- _Given text_
┄┄┄┄┄┄┄┄┄┄┄┄┄┄┄┄┄┄┄┄

Europe must heed the lesson of Trump's 'fake news'

Frankly Speaking

Picture of Giles Merritt
Giles Merritt

Founder of Friends of Europe

Giles Merritt warns EU policymakers against the communications failures that fuelled Trumpism, and urges a regional media blitz to insulate Europe against the Trump virus.


Europeans fear that Trumpism, even though widely discredited, may yet mutate and cross the Atlantic. Can we inoculate ourselves against shortsighted nationalist panaceas that opportunists will claim as cures for Covid’s economic ills?

If there’s a lesson to be drawn from the US political maelstrom, it must be the high proportion of voters so prejudiced as to be impervious to rational argument. Soundbites and appeals to their emotions are what they want, not hard facts.

We Europeans may think Trump’s success with ‘alternative facts’ and his denunciation of ‘fake news’ has been a purely American phenomenon, but that’s a dangerous assumption. The rise of the far-right in Europe and the vulnerable flaws in our liberal democracies also cast long shadows.

The closure of so many local newspapers across America in recent years bore a major responsibility for the nation’s deepening divisions

One note that rang out amid the welter of opinions and commentaries after rioters invaded Capitol Hill deserves close attention in Europe. Yale University historian Timothy Snyder warned that the closure of so many local newspapers across America in recent years bore a major responsibility for the nation’s deepening divisions.

His analysis is that people trusted local newspapers and broadcasters because they could check media reporting against reality. But that no longer holds true now that these are being squeezed out by social media and ‘citizen journalists’. The solution, Snyder believes, is to bring about the ‘re-birth’ of independent, small-town news reporting.

┄┄┄┄┄┄┄┄┄┄┄┄┄┄┄┄┄┄┄┄

- _Region pointing data_

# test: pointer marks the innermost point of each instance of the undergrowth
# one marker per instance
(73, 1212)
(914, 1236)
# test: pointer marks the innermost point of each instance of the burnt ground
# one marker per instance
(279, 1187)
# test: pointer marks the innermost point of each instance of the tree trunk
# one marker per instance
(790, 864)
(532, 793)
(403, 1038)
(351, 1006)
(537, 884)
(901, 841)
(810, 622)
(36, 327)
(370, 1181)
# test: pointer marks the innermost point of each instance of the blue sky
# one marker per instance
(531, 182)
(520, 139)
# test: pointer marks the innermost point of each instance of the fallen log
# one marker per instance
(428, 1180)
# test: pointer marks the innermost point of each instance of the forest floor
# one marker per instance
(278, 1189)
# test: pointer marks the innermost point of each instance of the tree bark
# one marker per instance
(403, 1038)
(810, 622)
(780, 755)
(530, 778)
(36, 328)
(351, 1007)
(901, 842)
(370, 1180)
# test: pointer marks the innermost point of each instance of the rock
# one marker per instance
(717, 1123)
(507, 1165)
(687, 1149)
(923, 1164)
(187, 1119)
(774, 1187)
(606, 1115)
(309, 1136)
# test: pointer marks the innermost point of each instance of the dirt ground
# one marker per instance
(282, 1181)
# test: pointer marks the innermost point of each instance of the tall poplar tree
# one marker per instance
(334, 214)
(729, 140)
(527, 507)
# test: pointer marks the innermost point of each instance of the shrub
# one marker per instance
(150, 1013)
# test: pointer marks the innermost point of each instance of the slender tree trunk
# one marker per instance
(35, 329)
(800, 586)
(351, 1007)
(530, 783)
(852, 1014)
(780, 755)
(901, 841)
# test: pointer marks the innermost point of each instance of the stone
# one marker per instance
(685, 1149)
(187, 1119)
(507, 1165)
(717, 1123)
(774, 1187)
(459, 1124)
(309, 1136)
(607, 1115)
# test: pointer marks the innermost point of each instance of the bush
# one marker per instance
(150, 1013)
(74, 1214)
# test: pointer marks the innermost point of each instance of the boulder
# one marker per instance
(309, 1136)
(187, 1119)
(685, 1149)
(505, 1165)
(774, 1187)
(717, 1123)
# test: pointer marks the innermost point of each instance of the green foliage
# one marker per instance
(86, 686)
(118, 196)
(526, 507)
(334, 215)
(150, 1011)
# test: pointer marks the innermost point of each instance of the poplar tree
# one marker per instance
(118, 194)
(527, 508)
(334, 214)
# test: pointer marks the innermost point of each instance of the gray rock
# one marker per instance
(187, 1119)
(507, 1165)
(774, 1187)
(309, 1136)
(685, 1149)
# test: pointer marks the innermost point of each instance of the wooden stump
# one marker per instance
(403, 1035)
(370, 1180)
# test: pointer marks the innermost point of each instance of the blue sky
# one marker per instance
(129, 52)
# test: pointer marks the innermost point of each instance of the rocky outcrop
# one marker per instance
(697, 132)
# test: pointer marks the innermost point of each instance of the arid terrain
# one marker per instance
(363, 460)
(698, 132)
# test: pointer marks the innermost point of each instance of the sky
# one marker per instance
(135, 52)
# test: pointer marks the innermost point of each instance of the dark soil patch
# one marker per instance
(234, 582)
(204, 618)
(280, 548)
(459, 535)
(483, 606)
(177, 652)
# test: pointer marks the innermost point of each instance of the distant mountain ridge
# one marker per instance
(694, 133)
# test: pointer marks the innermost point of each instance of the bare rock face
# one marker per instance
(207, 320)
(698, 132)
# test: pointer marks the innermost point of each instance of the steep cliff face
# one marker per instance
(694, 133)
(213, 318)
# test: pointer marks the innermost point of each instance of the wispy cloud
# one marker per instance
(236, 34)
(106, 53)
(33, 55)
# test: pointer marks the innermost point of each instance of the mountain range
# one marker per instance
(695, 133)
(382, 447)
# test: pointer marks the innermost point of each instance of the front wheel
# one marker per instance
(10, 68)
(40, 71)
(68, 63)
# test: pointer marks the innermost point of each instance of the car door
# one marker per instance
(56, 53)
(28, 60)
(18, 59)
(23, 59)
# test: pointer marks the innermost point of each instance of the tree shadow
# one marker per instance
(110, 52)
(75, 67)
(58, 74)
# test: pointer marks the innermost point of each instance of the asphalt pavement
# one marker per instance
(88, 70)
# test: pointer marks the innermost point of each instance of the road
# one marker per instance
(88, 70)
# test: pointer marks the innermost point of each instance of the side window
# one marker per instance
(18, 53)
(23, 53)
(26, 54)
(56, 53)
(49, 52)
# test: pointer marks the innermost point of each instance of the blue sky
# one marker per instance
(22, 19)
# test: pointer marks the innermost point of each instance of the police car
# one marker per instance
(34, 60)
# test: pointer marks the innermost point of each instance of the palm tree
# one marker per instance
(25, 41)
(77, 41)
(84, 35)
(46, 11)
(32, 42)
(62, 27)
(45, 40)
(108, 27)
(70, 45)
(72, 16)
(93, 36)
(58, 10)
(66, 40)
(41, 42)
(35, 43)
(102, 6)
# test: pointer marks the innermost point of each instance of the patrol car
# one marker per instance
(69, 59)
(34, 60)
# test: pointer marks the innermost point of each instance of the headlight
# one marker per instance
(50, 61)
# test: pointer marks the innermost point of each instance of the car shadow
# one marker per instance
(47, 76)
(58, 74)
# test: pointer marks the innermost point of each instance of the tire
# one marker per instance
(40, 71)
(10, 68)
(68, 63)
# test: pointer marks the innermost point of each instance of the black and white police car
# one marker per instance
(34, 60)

┄┄┄┄┄┄┄┄┄┄┄┄┄┄┄┄┄┄┄┄

- _Action item A_
In the article on Trumpism and Europe, what did Timothy Snyder say was largely to blame for America's deepening divisions?
- _Action item B_
Rewrite the paragraph of the article on Trumpism and Europe that begins "His analysis is that people trusted" as a short list that keeps its main facts.
The records are separate material and have nothing to do with the article.

- _Final answer A_
The closure of so many local newspapers across America in recent years.

- _Final answer B_
- People trusted local newspapers and broadcasters because they could check the reporting against reality.
- That trust no longer holds, since social media and "citizen journalists" are squeezing these outlets out.
- Snyder's solution is a "re-birth" of independent, small-town news reporting.